- Born: Aleksandar Habić 17 March 1956 (age 69)
- Origin: Belgrade, Serbia
- Genres: Jazz, pop, rock
- Occupations: Record producer, songwriter, session musician
- Instruments: Guitar, keyboard, cello
- Years active: 1970s–present
- Labels: PGP-RTB, Jugoton, Helidon, Jugodisk, Diskoton, Komuna Belgrade, Metropolis Records, Hi-Fi Centar, Electric Records, BK Sound,

= Saša Habić =

Aleksandar "Saša" Habić (Serbian Cyrillic: Саша Хабић; born 17 March 1956) is a Serbian and Yugoslav musician, record producer and composer.

He's most notable for his music production work. Over his long career as a producer, he worked with a number of prominent Yugoslav musical acts like Piloti, Divlji Anđeli, U Škripcu, Jakarta, Beograd, Dorian Gray, Laki Pingvini, Bebi Dol, Željko Bebek, Luna, Laza Ristovski, Slomljena Stakla, Bajaga i Instruktori, Zana, Kornelije Kovač, Alisa, Dejan Cukić, Oktobar 1864, Rambo Amadeus, YU grupa, Galija, Nikola Čuturilo, Riblja Čorba, Kerber, Vampiri, Ruž, Regina, Van Gogh, Generacija 5, Familija, Smak, Zdravko Čolić, Dragoljub Đuričić, Cactus Jack, and others.

==Career==
Habić studied at Belgrade Music Academy, string instruments department. At the half of the 1970s he played cello in acoustic rock band Ex Arte, and later keyboards in jazz band Interaction led by saxophonist Paul Pignon. At the end of the 1970s he performed in the theatre play Dragiša, život je čudna stvar (Dragiša, Life Is a Strange Thing), playing bass, directed by conceptual artist Kosta Bunuševac.

Task instructions ::
1 > Write out again the part of the Saša Habić article from "- Born: Aleksandar" down to "producer and composer.".
2 > Answer these questions using the Saša Habić article:
(a) What instrument did Habić play in the band Ex Arte?
(b) Who directed the theatre play in which Habić played bass?
(c) What is listed as Habić's origin?
3 > Carry the Saša Habić article forward with the next part, starting after its last sentence.

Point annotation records
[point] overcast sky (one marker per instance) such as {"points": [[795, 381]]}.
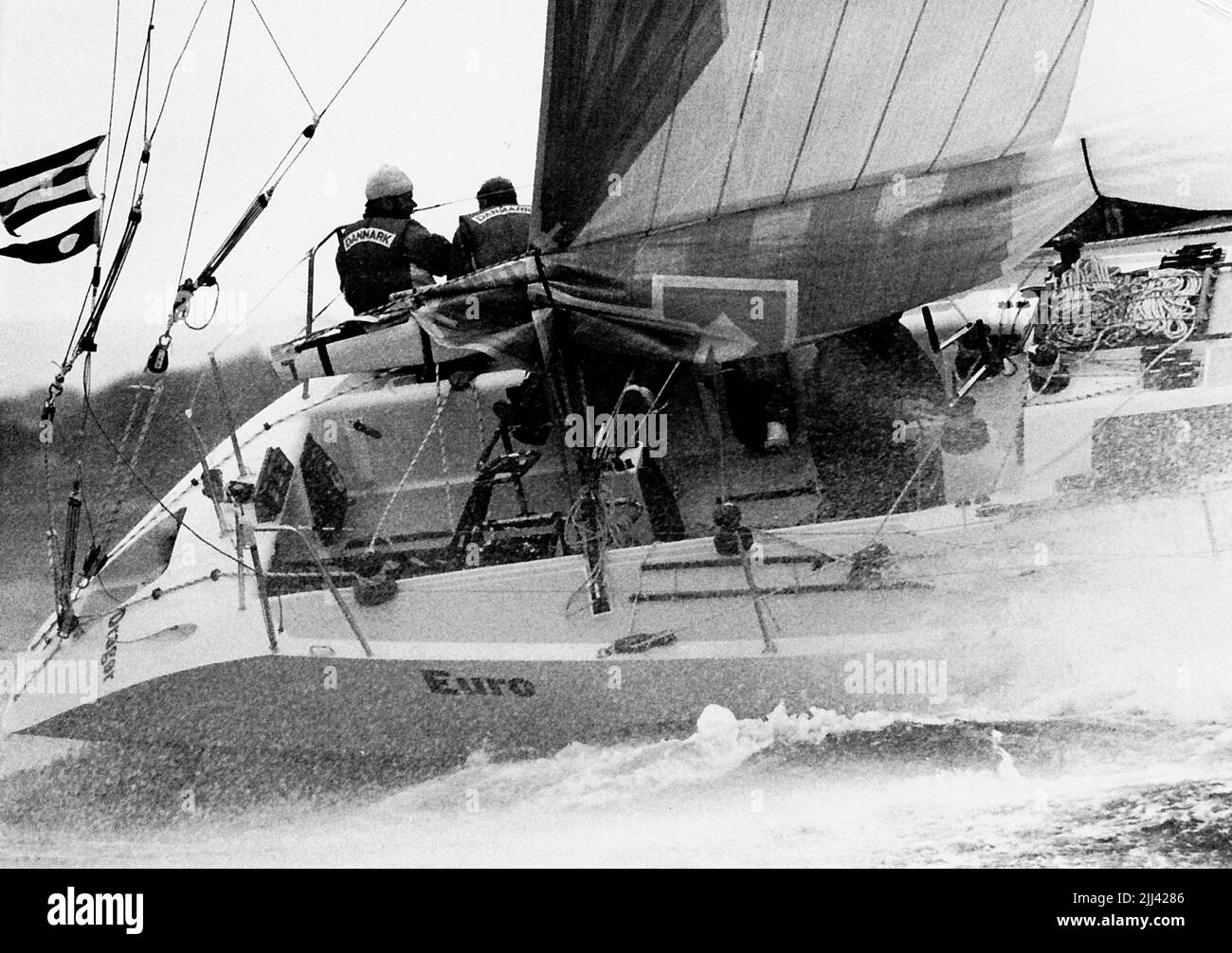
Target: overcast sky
{"points": [[451, 95]]}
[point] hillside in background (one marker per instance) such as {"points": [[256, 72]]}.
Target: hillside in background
{"points": [[114, 497]]}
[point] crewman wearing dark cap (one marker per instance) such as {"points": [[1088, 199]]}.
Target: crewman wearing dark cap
{"points": [[498, 232]]}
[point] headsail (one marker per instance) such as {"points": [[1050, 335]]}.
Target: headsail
{"points": [[735, 177]]}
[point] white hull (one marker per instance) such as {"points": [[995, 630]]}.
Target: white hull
{"points": [[493, 656]]}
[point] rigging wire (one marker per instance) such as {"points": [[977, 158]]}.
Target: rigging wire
{"points": [[368, 52], [209, 135], [142, 72], [284, 63], [106, 154], [158, 500], [167, 93]]}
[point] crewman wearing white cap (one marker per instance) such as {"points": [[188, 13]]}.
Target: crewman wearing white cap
{"points": [[387, 250]]}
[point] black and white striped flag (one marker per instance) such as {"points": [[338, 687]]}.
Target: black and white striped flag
{"points": [[57, 247], [31, 189]]}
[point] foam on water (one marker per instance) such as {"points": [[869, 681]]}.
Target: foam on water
{"points": [[807, 789]]}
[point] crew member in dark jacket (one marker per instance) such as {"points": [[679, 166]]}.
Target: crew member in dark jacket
{"points": [[387, 250], [498, 232]]}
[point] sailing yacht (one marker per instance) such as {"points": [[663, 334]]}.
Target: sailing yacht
{"points": [[389, 562]]}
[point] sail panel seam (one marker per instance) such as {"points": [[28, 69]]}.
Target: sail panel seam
{"points": [[817, 99], [1091, 173], [744, 105], [890, 98], [971, 82]]}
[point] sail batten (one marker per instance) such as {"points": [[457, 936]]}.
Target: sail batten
{"points": [[746, 175]]}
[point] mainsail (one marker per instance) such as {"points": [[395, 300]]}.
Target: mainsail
{"points": [[734, 179]]}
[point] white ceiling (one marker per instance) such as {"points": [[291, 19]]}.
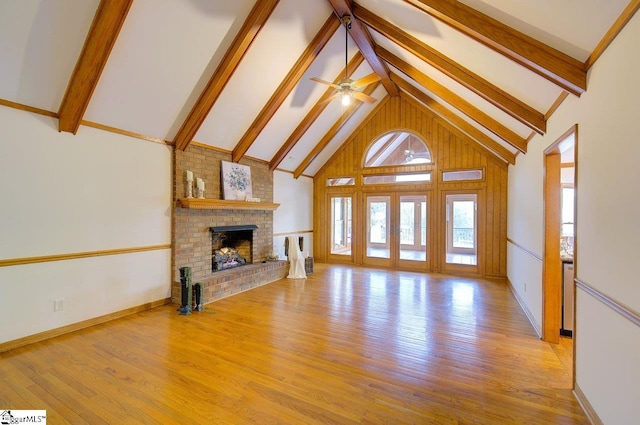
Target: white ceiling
{"points": [[167, 50]]}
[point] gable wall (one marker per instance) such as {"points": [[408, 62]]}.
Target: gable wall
{"points": [[450, 150]]}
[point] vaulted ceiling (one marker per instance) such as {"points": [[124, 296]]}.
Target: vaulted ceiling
{"points": [[235, 75]]}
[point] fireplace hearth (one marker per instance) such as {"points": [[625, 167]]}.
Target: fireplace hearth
{"points": [[231, 246]]}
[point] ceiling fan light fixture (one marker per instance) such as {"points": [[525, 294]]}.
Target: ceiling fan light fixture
{"points": [[346, 98]]}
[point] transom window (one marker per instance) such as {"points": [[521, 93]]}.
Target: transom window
{"points": [[397, 148]]}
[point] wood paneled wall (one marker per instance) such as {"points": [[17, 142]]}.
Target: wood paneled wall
{"points": [[450, 150]]}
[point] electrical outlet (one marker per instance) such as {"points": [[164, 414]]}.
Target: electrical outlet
{"points": [[58, 305]]}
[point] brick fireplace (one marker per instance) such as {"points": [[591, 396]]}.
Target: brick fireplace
{"points": [[192, 235], [236, 238]]}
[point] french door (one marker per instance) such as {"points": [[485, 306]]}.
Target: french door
{"points": [[396, 227], [461, 232]]}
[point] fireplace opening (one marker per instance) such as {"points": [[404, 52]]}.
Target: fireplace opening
{"points": [[231, 246]]}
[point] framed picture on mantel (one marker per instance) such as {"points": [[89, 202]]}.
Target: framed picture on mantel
{"points": [[236, 181]]}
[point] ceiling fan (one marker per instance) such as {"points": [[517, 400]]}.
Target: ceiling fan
{"points": [[347, 87], [410, 155]]}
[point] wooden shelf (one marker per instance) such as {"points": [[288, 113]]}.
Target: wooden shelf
{"points": [[221, 204]]}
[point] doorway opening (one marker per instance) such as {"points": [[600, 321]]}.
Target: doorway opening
{"points": [[397, 230], [560, 223], [462, 225]]}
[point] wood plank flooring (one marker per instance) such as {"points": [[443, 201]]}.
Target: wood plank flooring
{"points": [[347, 345]]}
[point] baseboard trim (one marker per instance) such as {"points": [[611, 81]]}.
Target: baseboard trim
{"points": [[536, 327], [52, 333], [587, 407]]}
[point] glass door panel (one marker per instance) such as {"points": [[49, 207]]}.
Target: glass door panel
{"points": [[397, 231], [378, 212], [462, 226], [413, 228], [341, 212]]}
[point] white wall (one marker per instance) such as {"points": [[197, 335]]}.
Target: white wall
{"points": [[67, 194], [607, 344], [295, 214]]}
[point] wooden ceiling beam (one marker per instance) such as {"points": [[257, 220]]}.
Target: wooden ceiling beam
{"points": [[314, 113], [329, 135], [256, 20], [102, 36], [483, 88], [557, 67], [453, 99], [285, 88], [365, 43], [484, 141]]}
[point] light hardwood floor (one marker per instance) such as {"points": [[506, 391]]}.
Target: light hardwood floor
{"points": [[347, 345]]}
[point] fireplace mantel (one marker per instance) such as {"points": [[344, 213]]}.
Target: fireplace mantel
{"points": [[221, 204]]}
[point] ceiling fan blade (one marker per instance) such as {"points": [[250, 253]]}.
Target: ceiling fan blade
{"points": [[365, 81], [318, 80], [330, 98], [363, 97]]}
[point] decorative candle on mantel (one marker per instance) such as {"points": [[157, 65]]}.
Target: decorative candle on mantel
{"points": [[200, 188], [189, 184]]}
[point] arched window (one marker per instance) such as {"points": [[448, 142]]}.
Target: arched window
{"points": [[397, 148]]}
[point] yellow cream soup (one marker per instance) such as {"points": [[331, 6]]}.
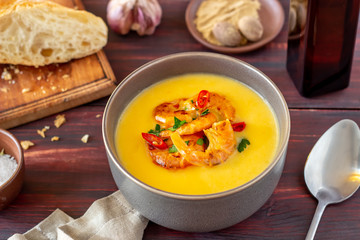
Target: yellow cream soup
{"points": [[261, 130]]}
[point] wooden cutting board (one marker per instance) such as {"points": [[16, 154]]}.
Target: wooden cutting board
{"points": [[29, 93]]}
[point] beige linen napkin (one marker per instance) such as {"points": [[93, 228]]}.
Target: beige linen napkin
{"points": [[108, 218]]}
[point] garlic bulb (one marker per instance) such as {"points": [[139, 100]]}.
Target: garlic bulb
{"points": [[141, 16]]}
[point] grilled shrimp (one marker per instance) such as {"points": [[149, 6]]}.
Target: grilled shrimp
{"points": [[194, 126], [221, 145], [217, 107], [165, 112], [175, 160]]}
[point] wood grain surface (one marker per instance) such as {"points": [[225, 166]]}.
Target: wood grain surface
{"points": [[34, 92], [70, 175]]}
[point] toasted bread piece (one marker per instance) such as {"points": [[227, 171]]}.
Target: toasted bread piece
{"points": [[38, 33]]}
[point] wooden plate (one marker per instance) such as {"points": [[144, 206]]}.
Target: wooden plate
{"points": [[271, 16], [31, 93]]}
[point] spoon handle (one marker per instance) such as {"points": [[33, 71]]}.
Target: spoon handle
{"points": [[316, 219]]}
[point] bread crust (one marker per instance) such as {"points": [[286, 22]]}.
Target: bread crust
{"points": [[38, 33]]}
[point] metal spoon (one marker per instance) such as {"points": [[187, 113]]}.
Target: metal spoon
{"points": [[332, 170]]}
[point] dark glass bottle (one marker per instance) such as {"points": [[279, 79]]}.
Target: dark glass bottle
{"points": [[319, 56]]}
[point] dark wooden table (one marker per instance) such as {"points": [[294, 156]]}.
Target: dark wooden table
{"points": [[70, 175]]}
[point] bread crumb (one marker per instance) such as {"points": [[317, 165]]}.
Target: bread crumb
{"points": [[4, 90], [26, 144], [60, 120], [42, 131], [55, 138], [6, 75], [25, 90], [85, 138]]}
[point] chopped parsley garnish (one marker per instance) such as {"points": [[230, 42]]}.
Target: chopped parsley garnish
{"points": [[205, 112], [243, 144], [177, 124], [200, 141], [172, 149], [156, 131]]}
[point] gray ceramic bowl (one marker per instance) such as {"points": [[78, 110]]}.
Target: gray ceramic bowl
{"points": [[195, 213]]}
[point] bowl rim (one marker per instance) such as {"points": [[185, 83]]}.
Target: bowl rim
{"points": [[21, 160], [282, 146]]}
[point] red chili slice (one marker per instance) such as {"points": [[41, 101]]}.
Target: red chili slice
{"points": [[203, 98], [238, 127], [154, 140]]}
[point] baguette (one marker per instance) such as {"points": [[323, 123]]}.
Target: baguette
{"points": [[38, 33]]}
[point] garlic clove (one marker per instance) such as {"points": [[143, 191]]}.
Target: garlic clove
{"points": [[120, 15], [251, 28], [147, 16], [142, 16]]}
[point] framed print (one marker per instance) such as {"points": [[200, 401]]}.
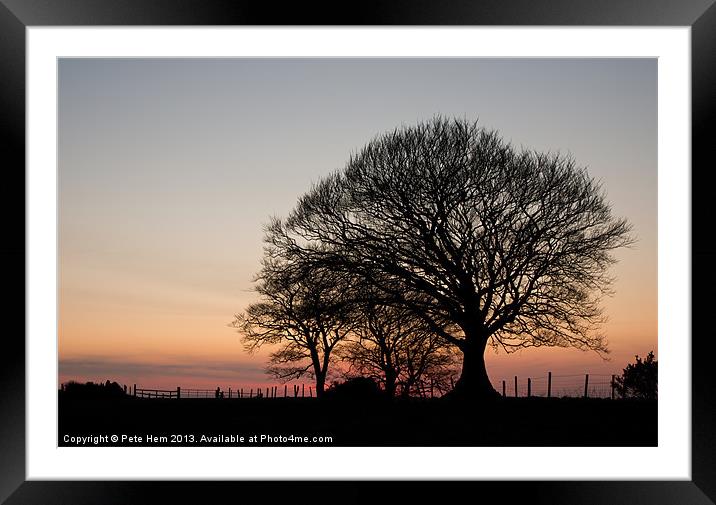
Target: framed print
{"points": [[256, 241]]}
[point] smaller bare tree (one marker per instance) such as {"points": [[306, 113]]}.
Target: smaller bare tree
{"points": [[395, 348], [304, 312]]}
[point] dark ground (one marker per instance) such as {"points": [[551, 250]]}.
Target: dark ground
{"points": [[506, 422]]}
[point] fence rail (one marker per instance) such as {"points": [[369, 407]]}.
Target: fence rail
{"points": [[296, 391], [559, 386]]}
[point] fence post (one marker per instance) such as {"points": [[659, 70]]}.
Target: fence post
{"points": [[613, 385], [586, 384]]}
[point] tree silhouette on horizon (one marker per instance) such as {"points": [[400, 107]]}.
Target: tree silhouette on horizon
{"points": [[485, 243]]}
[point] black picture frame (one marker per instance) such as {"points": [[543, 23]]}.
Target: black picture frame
{"points": [[17, 15]]}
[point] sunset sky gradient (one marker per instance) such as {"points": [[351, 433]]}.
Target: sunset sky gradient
{"points": [[168, 169]]}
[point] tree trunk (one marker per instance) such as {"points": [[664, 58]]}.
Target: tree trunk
{"points": [[474, 384], [390, 379], [320, 384]]}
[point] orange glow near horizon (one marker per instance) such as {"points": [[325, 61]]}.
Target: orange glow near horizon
{"points": [[168, 170]]}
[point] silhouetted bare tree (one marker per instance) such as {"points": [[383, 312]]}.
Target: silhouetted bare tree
{"points": [[303, 311], [486, 243], [393, 347]]}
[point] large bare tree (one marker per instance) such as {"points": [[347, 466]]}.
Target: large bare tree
{"points": [[489, 244], [303, 312]]}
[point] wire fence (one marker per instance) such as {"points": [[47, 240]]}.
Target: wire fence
{"points": [[559, 386], [545, 386]]}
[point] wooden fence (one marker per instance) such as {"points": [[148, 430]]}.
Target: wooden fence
{"points": [[549, 386], [296, 391]]}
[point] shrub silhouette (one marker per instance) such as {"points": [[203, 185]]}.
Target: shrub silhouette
{"points": [[358, 388], [93, 390], [639, 379]]}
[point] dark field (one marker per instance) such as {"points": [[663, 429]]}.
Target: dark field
{"points": [[436, 422]]}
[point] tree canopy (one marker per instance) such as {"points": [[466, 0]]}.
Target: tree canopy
{"points": [[486, 243]]}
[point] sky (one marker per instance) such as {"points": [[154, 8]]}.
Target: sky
{"points": [[168, 170]]}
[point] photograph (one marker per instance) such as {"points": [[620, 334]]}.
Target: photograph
{"points": [[357, 252]]}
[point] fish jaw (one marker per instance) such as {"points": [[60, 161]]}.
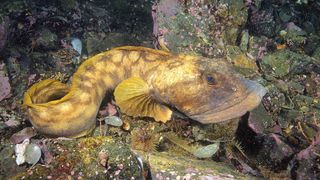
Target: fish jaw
{"points": [[252, 100]]}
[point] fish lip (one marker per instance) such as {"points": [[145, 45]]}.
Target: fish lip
{"points": [[251, 101]]}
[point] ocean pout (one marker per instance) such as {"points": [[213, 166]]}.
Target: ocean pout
{"points": [[146, 83]]}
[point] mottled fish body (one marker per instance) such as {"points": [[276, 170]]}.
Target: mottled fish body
{"points": [[146, 82]]}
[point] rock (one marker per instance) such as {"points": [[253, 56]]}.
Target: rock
{"points": [[113, 121], [206, 151], [176, 166], [4, 26], [198, 29], [32, 154], [47, 39], [26, 133], [244, 42], [5, 88], [274, 152], [283, 62], [259, 121], [98, 42], [262, 21], [241, 61], [304, 165]]}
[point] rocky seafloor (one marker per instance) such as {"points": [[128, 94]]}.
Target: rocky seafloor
{"points": [[276, 43]]}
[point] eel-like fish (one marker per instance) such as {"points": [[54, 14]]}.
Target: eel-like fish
{"points": [[146, 83]]}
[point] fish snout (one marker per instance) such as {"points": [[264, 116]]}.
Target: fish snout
{"points": [[249, 100]]}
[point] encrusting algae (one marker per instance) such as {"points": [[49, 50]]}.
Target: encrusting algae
{"points": [[146, 83]]}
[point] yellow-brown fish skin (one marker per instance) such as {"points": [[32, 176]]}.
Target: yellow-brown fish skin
{"points": [[179, 81]]}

Task-by-task results ::
1 >
- Born: Aleksandar Habić 17 March 1956 (age 69)
- Origin: Belgrade, Serbia
- Genres: Jazz, pop, rock
- Occupations: Record producer, songwriter, session musician
- Instruments: Guitar, keyboard, cello
- Years active: 1970s–present
- Labels: PGP-RTB, Jugoton, Helidon, Jugodisk, Diskoton, Komuna Belgrade, Metropolis Records, Hi-Fi Centar, Electric Records, BK Sound,

= Saša Habić =

Aleksandar "Saša" Habić (Serbian Cyrillic: Саша Хабић; born 17 March 1956) is a Serbian and Yugoslav musician, record producer and composer.

2 >
(a) Cello
(b) Kosta Bunuševac
(c) Belgrade, Serbia

3 >
Soon after, Habić dedicated himself to record production. His first works included recordings by Zlatko Manojlović, Beograd, Divlji Anđeli and U Škripcu. He soon started to do arrangements and play keyboards, guitars and cello on the albums he produced.

Habić composed film scores for several Serbian films, including Stole Janković's Moment, Žika Mitrović's Protestni album (Protest Album), Srđan Dragojević's Pretty Village, Pretty Flame (for which he won the Best Original Score Award on film festival in Barcelona) and The Wounds, and others.

==Selected discography==

===Production===
- Piloti – Dvadeset godina (1982)
- Divlji Anđeli – Divlji Anđeli (1982)
- U Škripcu – Godine ljubavi (1982)
- U Škripcu – O je! (1983)
- U Škripcu – Nove godine!
- Beograd – Remek depo (1983)
- Dorian Gray – Sjaj u tami (1983)
- Laki Pingvini – Šizika (1983)
- Bebi Dol – Ruže i krv (1983)
- Željko Bebek – Mene tjera neki vrag (1984)
- Luna – Nestvarne stvari (1984)
- Laza Ristovski – Roses for a General (1984)
- Slomljena Stakla – Ljubav je kad... (1984)
- U Škripcu – Budimo zajedno (1984)
- Jakarta – Maske za dvoje (1984)
- Bajaga i Instruktori – Sa druge strane jastuka (1985)
- YU Rock Misija – "Za milion godina" (1985)
- Zana – Zana (1985)
- Kornelije Kovač – Sampled Moonlight (1986)
- Bajaga i Instruktori – Jahači magle (1986)
- Jakarta – Bomba u grudima (1986)
- Alisa – Da li si čula pesmu umornih slavuja (1987)
- Dejan Cukić – Spori ritam (1987)
- Oktobar 1864 – Oktobar 1864 (1987)
- Rambo Amadeus – O tugo jesenja (1988)
- Alisa – Hiljadu tona ljubavi (1988)
- Bajaga i Instruktori – Prodavnica tajni (1988)
- YU Grupa – Ima nade (1988)
- Bajaga i Instruktori – Neka svemir čuje nemir (1989)
- Rambo Amadeus – Hoćemo gusle (1989)
- Dejan Cukić & Spori Ritam Band – Zajedno (1989)
- Galija – Korak do slobode (1989)
- Nikola Čuturilo – Raskršće (1989)
- Galija – Još uvek sanjam (1990)
- Riblja Čorba – Koza nostra (1990)
- Kerber – Peta strana sveta (1990)
- YU Grupa – Tragovi (1990)
- Bajaga i Instruktori – Četiri godišnja doba (1991)
- Vampiri – Rama-Lama-Ding-Dong (1991)
- Čutura & Oblaci – Rekom ljubavi (1991)
- Ruž – Čuvari ljubavi (1992)
- Regina – Ti si grob (1992)
- Dejan Cukić – San na pola puta (1992)
- Van Gogh – Strast (1993)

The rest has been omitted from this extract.